= TO BE DONE =
Reproduce the records below word for word, leaving out the pictures.

-------- ENTRIES SUPPLIED --------

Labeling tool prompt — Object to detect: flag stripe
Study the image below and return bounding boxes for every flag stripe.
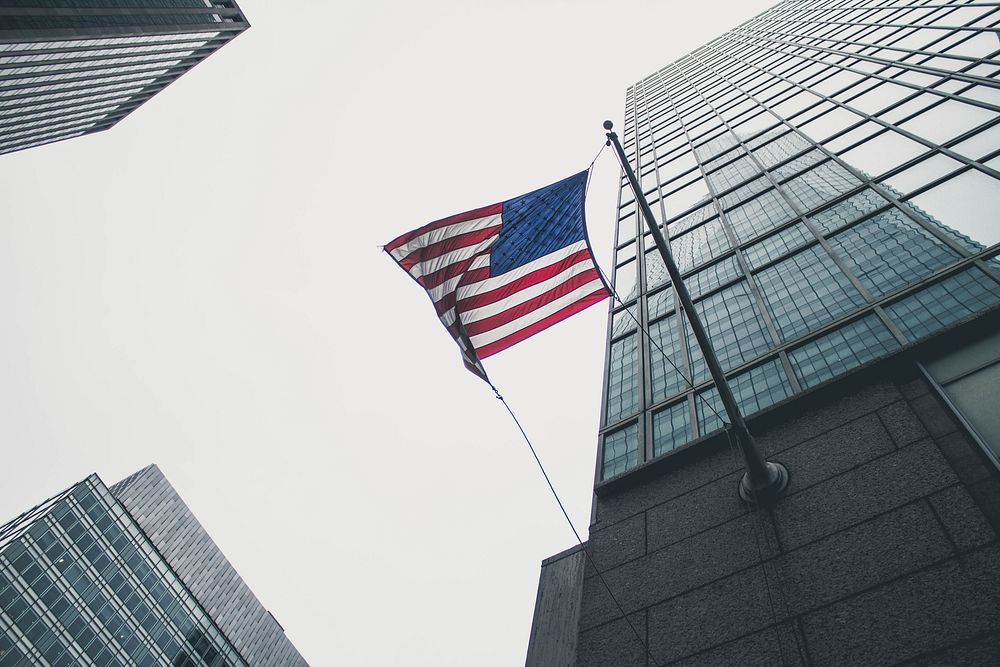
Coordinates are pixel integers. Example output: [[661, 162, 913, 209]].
[[385, 202, 503, 252], [409, 238, 493, 281], [390, 215, 503, 262], [458, 249, 593, 312], [471, 276, 603, 348], [465, 267, 600, 338], [458, 262, 597, 324], [385, 171, 608, 381], [476, 283, 608, 359]]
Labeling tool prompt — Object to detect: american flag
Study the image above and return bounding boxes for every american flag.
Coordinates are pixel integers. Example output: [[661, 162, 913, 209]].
[[385, 171, 608, 381]]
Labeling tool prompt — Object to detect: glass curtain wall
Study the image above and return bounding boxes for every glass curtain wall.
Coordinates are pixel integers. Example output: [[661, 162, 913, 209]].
[[0, 0, 248, 154], [598, 0, 1000, 479], [0, 475, 247, 667]]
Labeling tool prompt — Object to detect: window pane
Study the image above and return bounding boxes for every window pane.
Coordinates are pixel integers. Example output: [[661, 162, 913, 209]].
[[649, 315, 688, 403], [830, 208, 959, 296], [648, 288, 674, 322], [726, 190, 796, 243], [840, 130, 930, 177], [886, 267, 1000, 340], [781, 161, 861, 211], [755, 246, 864, 340], [809, 190, 889, 234], [687, 281, 771, 381], [653, 401, 691, 456], [743, 222, 815, 269], [788, 315, 899, 388], [611, 304, 637, 338], [607, 334, 639, 424], [684, 255, 743, 299], [694, 359, 792, 435], [670, 218, 730, 273], [601, 424, 639, 479], [614, 261, 638, 301], [909, 169, 1000, 251]]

--------

= OUTPUT FOR THIS TASK =
Labeling tool prompt — Object to detect: flag stripe
Study the image below and return bounding boxes for every flag stripe.
Coordinates are pixel integers. Example output: [[661, 162, 913, 209]].
[[385, 202, 503, 252], [409, 238, 493, 281], [390, 215, 503, 262], [458, 249, 593, 312], [471, 276, 603, 348], [465, 267, 600, 338], [458, 262, 597, 324], [385, 171, 608, 381], [476, 283, 608, 359]]
Labeling tool prompt — Object to detect: american flag
Study the image above and return bounding boxes for every american flag.
Coordinates are pixel integers. Example output: [[661, 162, 913, 209]].
[[385, 171, 608, 381]]
Labeling tool prompt — Object to detect: glass curtain wall
Study the image above and return bounding boxes for every glass curtain wall.
Coordinates are pixel integers. Example output: [[661, 162, 913, 209]].
[[0, 0, 248, 154], [598, 0, 1000, 479], [0, 475, 247, 667]]
Labeling tool prompt — Object to detect: window pane
Study the image above and return bounding boxes for every window pane.
Coordinates are pixel integers. Example output: [[661, 162, 913, 209]].
[[649, 315, 688, 403], [830, 208, 959, 296], [648, 288, 674, 322], [726, 190, 796, 243], [840, 130, 930, 177], [886, 267, 1000, 340], [781, 161, 861, 211], [755, 246, 864, 340], [809, 190, 889, 234], [687, 281, 771, 381], [653, 401, 691, 456], [743, 222, 815, 269], [788, 315, 899, 388], [611, 304, 637, 338], [607, 334, 639, 424], [684, 255, 743, 299], [694, 359, 792, 435], [670, 218, 730, 273], [601, 424, 639, 479], [614, 261, 638, 301], [909, 169, 1000, 251]]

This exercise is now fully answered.